Rewrite the data below as a numbered list, one line per item, and drop any blank lines.

########

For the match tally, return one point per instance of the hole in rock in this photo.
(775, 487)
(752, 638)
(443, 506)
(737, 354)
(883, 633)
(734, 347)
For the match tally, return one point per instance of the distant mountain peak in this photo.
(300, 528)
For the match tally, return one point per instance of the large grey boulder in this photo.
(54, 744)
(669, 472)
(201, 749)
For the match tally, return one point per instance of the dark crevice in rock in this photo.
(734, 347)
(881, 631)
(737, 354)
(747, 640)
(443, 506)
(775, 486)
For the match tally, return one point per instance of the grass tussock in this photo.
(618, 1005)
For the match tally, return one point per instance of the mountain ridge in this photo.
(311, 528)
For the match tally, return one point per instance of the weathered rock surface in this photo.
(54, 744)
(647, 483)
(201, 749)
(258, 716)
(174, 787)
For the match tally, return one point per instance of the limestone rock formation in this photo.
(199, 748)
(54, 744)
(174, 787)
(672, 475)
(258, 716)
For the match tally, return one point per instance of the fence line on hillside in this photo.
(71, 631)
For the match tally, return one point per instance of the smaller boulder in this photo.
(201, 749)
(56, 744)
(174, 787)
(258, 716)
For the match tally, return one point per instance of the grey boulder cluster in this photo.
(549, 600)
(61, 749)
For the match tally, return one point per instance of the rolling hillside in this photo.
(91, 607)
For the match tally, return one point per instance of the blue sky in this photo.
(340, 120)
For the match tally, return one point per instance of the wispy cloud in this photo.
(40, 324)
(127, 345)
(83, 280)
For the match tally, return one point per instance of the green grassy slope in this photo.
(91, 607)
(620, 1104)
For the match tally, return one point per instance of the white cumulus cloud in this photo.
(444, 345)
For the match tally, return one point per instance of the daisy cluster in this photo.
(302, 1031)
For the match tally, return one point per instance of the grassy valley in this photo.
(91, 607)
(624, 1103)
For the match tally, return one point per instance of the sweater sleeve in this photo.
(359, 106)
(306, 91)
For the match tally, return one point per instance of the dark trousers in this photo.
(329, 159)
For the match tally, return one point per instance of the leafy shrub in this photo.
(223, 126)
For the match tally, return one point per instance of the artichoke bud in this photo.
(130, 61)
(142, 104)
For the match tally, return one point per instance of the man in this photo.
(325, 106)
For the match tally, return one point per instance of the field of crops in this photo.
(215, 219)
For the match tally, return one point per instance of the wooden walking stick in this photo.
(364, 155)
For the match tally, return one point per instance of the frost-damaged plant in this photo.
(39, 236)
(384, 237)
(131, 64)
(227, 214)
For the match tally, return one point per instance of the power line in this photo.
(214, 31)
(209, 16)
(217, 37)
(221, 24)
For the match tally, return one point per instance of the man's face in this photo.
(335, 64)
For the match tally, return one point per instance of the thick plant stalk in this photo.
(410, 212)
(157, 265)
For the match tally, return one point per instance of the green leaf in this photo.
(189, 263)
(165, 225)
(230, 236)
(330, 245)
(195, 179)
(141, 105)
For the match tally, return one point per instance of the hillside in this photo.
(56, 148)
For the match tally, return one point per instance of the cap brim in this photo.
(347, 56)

########

▶ _Correct answer_:
1. For the match tally, return one point per instance of the hole in rock in this photo.
2. (775, 487)
3. (752, 638)
4. (443, 506)
5. (737, 354)
6. (883, 633)
7. (734, 347)
8. For the match tally, return one point per instance of the distant mountain peak in this photo.
9. (300, 528)
10. For the match tally, return one point per instance of the large grey boulder in this photo.
11. (54, 744)
12. (669, 472)
13. (201, 749)
14. For the match tally, return one point per instance of the dark crevice in rock in this photo.
15. (734, 347)
16. (881, 631)
17. (737, 354)
18. (747, 640)
19. (443, 506)
20. (775, 486)
21. For the match tally, return one point per instance of the grass tussock in this photo.
22. (618, 1005)
23. For the match tally, return one point per instance of the mountain ridge in this photo.
24. (311, 528)
25. For the match tally, return one point per instance of the weathered rock surface in this photo.
26. (54, 744)
27. (647, 483)
28. (201, 749)
29. (258, 716)
30. (174, 787)
31. For the match tally, return one point per instance of the limestone rock formation in this photo.
32. (199, 748)
33. (54, 744)
34. (174, 787)
35. (672, 475)
36. (258, 716)
37. For the match tally, return one point per instance of the fence line on hillside in this photo.
38. (71, 631)
39. For the match tally, return one point per instance of the smaller boulder in this photo.
40. (201, 749)
41. (56, 744)
42. (174, 787)
43. (258, 716)
44. For the match tally, return one point per instance of the grey boulder cluster in this photo.
45. (549, 600)
46. (61, 749)
47. For the match tally, return one point per instance of the rolling hillside in this photo.
48. (91, 607)
49. For the match tally, return one point per instance of the blue sky in this photo.
50. (340, 120)
51. For the match tally, return one point per instance of the wispy cloud in this photo.
52. (40, 324)
53. (127, 345)
54. (83, 280)
55. For the match tally, return one point per instance of the green grassy slope in this photo.
56. (91, 607)
57. (620, 1104)
58. For the match tally, return one point per instance of the white cumulus cloud in this photo.
59. (444, 345)
60. For the match tally, return one point per instance of the daisy cluster in this photo.
61. (302, 1031)
62. For the match tally, return one point per instance of the grassy valley in this photo.
63. (91, 607)
64. (624, 1103)
65. For the match tally, return one point per instance of the sweater sleeve in this photo.
66. (359, 106)
67. (306, 91)
68. For the match tally, return one point per instance of the dark trousers in this photo.
69. (329, 159)
70. For the match tally, return one point per instance of the leafy shrub in this photo.
71. (223, 126)
72. For the match tally, return one point per instance of the artichoke bud in this photo.
73. (130, 61)
74. (142, 104)
75. For the match tally, return one point per instance of the man in this photo.
76. (325, 106)
77. For the match tally, return one point per instance of the field of crops in this photo.
78. (215, 219)
79. For the match tally, return one point per instance of the wooden walking stick in this photo.
80. (364, 155)
81. For the match tally, return one point per instance of the frost-damaged plant in this photo.
82. (39, 236)
83. (384, 237)
84. (131, 64)
85. (227, 214)
86. For the match tally, return one point per instance of the power line in this photo.
87. (214, 31)
88. (209, 16)
89. (217, 37)
90. (221, 24)
91. For the match tally, return one point per instance of the man's face in this photo.
92. (335, 64)
93. For the match tally, return one point per instance of the thick plant stalk in this photo.
94. (410, 212)
95. (157, 265)
96. For the match tally, return one point per instance of the green leaf in this photo.
97. (189, 263)
98. (165, 225)
99. (230, 236)
100. (330, 245)
101. (195, 179)
102. (141, 105)
103. For the match tally, return one point per instance of the hillside in this photo.
104. (56, 148)
105. For the match tally, return one point per instance of the cap brim in this photo.
106. (347, 56)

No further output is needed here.